What you have to do:
In the news report on doctors' attitudes, reproduce the part from "A new survey" up to and including "about its aims.", substituting "poll" for "survey".

-------- Reading passage --------

A new survey has revealed that doctors’ support for the aims of the national programme has fallen to 54% from 65% in February, and that the majority of them are still in the dark about its aims.

In their biannual poll of doctors, Medix UK asked 400 GPs and 450 hospital doctors about their attitudes to the national programme and various aspects of implementation.  70% stated that they had received “no consultation” about the programme, and a further 25% complained that what consulation they had was “inadequate or barely adequate".

Furthermore, 69% of respondents said that they agreed with the BMA’s motion passed at its national Local Medical Committees (LMC) conference on 18 June that “GPs should not engage with the Care Records Service until concerns about confidentiality and how the system will work are met."

Dr Paul Cundy, chairman of the Joint BMA/Royal College of GPs IT Committee, told E-Health Insider that the survey results showed that there remained widely-held concerns about the implementation of the national programme. “If 76% of IT-literate GPs agree with the BMA, the overall support for the conference resolution must be higher and remains a significant obstruction."

-------- Provided material --------

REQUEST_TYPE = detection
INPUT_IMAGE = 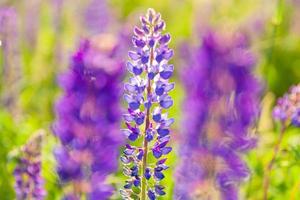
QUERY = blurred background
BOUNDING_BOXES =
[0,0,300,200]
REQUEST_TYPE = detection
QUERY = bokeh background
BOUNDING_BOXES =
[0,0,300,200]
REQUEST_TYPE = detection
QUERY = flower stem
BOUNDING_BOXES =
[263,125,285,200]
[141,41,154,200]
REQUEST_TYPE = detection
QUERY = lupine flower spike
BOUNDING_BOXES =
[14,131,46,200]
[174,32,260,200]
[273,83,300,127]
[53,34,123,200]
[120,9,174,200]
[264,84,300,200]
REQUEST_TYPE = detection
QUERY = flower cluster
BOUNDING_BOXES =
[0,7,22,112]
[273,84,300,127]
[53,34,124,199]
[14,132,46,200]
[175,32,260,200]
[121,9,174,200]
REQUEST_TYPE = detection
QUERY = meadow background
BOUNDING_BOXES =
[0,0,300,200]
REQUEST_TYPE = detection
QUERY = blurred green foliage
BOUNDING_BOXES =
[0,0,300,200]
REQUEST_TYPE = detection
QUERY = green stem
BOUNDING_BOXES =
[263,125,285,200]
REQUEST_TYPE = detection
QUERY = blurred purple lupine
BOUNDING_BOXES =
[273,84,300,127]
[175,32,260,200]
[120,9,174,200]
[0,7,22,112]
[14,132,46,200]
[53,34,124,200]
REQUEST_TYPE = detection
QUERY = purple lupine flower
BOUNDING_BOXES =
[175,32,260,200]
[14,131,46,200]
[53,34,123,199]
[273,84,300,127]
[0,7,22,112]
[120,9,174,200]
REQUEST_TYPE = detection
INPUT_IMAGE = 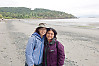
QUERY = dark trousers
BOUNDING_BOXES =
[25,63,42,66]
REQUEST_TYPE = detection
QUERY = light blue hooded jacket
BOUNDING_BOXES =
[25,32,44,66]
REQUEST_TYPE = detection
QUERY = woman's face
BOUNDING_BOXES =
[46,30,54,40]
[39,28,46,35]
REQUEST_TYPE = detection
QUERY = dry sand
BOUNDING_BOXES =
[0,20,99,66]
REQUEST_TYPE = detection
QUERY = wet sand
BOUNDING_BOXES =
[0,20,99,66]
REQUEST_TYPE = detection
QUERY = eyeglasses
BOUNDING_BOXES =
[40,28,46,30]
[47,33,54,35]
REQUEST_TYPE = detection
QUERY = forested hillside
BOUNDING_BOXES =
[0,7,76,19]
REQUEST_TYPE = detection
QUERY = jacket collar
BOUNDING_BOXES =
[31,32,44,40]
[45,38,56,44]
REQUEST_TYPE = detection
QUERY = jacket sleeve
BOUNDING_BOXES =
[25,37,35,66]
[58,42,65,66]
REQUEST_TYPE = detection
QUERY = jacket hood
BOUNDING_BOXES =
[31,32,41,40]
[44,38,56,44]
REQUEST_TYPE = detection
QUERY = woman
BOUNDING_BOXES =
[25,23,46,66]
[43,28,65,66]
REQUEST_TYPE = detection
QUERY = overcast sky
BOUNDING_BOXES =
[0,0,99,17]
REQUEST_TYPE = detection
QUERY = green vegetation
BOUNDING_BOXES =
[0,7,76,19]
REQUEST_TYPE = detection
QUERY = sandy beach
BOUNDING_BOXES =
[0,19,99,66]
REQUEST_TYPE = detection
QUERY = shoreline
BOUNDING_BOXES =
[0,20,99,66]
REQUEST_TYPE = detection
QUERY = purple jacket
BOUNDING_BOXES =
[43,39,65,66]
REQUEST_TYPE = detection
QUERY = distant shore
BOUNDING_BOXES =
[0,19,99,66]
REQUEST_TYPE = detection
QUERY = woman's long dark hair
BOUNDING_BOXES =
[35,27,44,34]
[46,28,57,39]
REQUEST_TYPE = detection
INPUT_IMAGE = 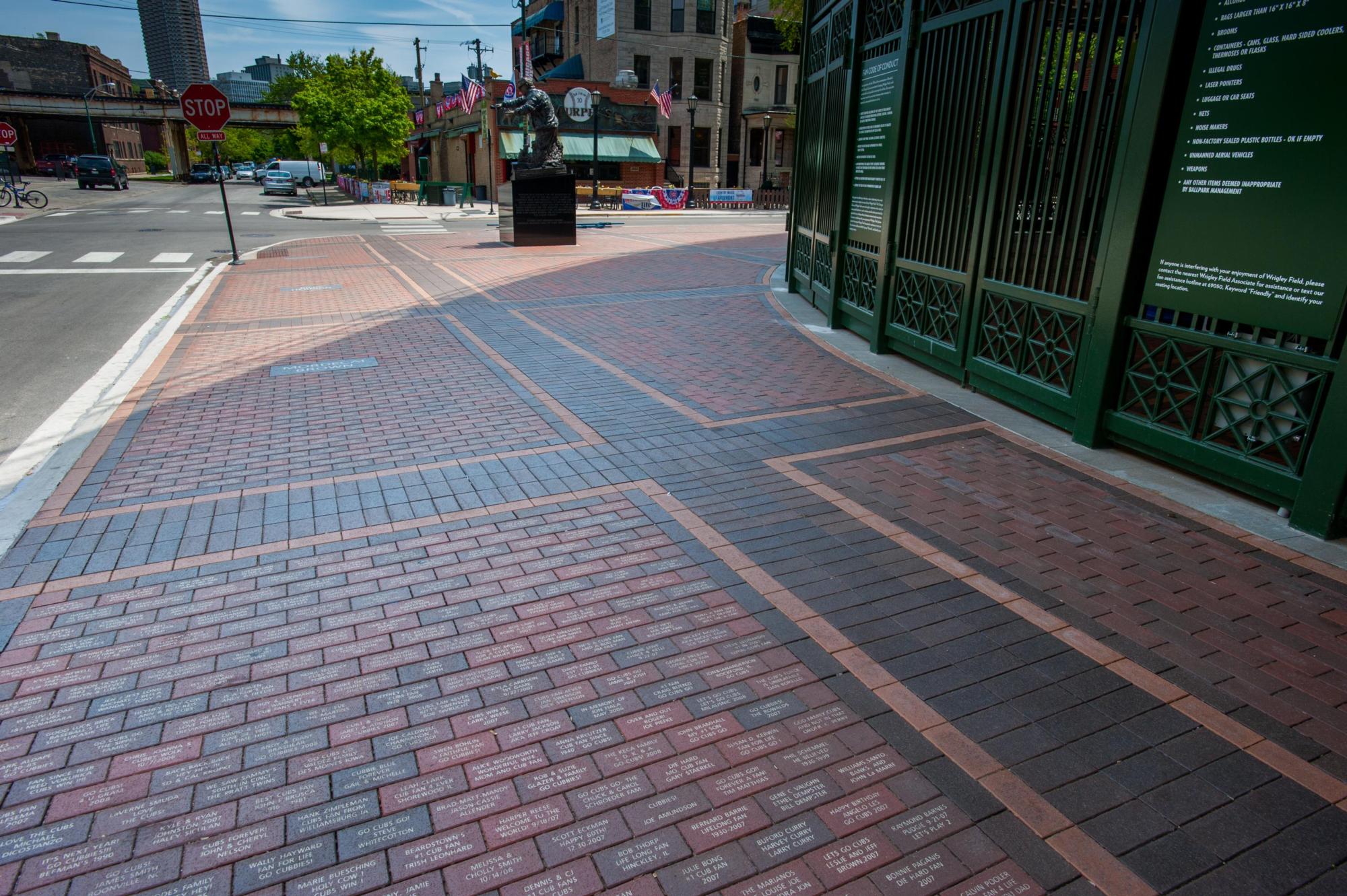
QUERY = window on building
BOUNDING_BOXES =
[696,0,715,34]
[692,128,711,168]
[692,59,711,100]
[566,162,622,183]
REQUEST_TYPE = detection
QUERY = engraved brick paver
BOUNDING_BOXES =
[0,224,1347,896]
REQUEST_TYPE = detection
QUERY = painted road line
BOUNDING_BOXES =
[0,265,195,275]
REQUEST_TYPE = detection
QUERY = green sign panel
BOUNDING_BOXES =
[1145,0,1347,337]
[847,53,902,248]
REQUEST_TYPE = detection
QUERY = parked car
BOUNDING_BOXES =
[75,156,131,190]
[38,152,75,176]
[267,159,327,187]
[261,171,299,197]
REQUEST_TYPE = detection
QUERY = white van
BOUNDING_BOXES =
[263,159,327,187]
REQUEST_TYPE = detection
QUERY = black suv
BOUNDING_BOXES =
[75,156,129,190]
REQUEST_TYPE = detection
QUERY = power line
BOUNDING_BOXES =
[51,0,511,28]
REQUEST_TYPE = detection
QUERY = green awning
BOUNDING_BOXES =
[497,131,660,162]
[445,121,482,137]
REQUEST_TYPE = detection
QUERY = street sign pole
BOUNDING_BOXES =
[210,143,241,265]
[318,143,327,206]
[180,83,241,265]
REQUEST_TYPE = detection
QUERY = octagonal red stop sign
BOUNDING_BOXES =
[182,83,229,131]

--------
-------- Provided material --------

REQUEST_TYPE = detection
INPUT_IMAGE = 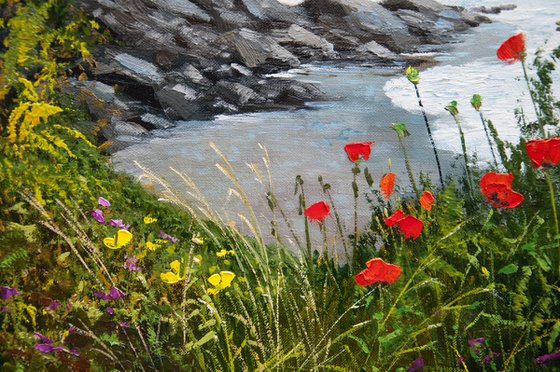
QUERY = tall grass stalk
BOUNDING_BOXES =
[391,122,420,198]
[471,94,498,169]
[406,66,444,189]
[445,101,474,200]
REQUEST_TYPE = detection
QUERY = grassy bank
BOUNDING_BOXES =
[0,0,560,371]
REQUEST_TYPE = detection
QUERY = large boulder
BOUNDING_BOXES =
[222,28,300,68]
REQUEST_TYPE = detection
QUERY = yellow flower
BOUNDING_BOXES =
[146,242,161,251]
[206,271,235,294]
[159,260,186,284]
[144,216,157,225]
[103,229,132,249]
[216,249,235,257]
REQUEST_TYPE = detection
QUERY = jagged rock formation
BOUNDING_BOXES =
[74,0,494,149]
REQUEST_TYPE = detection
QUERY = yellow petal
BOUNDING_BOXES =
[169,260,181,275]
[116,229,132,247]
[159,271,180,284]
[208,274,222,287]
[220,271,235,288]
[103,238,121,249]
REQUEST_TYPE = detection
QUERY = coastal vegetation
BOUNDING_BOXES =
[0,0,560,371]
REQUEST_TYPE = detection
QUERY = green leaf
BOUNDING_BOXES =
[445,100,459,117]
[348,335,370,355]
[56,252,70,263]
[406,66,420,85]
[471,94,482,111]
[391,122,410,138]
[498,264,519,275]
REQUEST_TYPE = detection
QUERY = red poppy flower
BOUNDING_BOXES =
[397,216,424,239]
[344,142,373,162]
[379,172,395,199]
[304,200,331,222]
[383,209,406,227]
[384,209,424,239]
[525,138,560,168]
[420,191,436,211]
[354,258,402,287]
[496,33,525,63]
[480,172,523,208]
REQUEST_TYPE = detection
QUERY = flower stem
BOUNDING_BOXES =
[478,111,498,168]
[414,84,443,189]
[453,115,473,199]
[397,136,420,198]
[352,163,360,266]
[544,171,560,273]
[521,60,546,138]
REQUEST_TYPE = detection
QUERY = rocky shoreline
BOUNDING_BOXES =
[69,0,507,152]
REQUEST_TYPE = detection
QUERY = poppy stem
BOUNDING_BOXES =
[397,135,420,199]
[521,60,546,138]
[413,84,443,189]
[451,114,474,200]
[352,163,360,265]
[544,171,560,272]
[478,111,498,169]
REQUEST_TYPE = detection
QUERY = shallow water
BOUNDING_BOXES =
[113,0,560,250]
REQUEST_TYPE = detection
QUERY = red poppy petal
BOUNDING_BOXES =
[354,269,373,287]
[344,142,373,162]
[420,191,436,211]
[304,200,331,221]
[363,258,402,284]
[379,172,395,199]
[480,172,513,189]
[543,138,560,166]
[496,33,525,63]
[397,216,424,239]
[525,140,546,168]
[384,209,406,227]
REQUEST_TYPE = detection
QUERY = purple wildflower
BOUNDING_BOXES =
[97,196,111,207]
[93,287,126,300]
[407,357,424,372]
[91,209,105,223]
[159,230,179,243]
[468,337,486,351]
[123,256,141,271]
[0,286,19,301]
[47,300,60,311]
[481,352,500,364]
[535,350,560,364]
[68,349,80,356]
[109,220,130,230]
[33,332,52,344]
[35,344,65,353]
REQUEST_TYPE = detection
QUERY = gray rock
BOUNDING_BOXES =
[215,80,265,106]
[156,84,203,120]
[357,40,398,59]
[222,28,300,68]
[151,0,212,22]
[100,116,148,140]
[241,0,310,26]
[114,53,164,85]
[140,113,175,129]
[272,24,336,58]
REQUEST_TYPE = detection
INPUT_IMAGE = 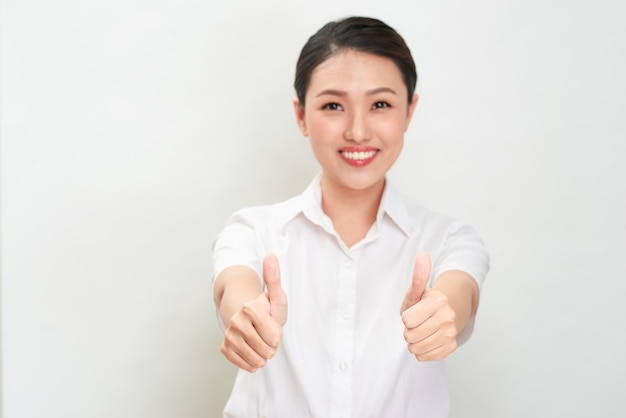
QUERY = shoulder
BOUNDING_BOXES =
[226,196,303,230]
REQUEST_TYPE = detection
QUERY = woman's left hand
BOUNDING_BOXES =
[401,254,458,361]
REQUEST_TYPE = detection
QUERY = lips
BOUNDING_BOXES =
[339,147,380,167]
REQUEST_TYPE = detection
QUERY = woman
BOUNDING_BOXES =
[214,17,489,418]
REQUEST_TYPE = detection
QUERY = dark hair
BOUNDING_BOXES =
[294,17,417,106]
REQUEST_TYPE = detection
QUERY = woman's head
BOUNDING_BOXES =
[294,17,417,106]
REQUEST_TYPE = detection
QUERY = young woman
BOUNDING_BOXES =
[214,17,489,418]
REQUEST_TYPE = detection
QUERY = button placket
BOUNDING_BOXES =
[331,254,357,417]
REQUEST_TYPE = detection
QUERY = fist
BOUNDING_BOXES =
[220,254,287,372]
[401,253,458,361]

--------
-------- Provided material --------

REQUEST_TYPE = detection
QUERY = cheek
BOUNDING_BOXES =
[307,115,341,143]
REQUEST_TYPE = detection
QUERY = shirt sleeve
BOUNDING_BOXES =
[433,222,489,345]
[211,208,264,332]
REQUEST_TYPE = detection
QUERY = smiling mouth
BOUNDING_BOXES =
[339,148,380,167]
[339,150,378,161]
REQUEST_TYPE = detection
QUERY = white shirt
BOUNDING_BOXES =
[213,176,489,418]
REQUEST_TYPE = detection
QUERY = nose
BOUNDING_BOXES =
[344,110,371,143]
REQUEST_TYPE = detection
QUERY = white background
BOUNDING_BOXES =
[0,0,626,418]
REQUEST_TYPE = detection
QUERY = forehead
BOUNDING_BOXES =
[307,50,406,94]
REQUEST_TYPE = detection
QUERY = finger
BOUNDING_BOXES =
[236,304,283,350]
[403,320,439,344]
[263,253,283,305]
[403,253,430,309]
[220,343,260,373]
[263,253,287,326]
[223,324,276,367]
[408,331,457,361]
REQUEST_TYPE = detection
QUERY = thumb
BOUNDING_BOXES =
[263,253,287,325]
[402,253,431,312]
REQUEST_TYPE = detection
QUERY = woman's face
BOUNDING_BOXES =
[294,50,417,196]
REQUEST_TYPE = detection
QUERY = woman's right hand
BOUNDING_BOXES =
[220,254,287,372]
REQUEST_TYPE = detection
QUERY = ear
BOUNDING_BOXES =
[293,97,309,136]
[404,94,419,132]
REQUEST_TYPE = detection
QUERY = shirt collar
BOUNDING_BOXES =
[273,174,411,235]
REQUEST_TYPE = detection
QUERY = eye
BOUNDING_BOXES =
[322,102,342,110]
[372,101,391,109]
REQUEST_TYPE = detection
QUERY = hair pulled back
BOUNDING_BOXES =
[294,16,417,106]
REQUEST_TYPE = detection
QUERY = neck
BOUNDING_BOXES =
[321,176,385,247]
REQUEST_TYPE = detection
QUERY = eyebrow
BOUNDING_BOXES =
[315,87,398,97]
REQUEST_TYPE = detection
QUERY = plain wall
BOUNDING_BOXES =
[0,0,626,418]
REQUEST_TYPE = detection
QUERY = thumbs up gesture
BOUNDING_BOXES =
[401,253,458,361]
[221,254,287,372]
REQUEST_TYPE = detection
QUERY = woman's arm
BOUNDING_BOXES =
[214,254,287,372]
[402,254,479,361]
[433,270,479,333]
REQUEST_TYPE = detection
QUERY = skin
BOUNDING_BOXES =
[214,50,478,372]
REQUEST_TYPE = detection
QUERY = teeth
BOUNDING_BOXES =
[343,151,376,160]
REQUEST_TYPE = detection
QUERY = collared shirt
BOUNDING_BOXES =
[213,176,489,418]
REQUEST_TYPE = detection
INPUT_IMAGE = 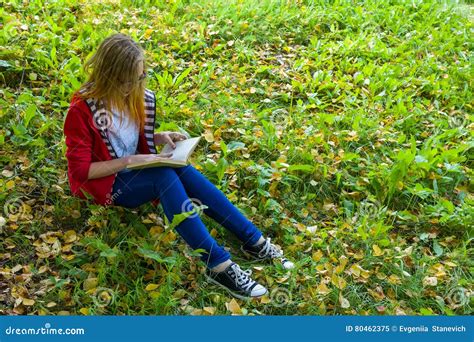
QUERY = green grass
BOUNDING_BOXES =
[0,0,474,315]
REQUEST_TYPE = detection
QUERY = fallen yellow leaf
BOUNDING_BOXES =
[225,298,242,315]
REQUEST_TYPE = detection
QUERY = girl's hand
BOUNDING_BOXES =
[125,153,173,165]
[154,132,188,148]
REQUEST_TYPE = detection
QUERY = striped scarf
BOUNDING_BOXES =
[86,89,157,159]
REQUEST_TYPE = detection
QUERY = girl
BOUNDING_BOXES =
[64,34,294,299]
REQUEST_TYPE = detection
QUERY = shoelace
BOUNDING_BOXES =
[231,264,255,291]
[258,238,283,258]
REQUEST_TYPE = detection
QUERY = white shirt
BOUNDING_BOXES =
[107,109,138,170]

--------

Solution:
A new poll has revealed that doctors’ support for the aims of the national programme has fallen to 54% from 65% in February, and that the majority of them are still in the dark about its aims.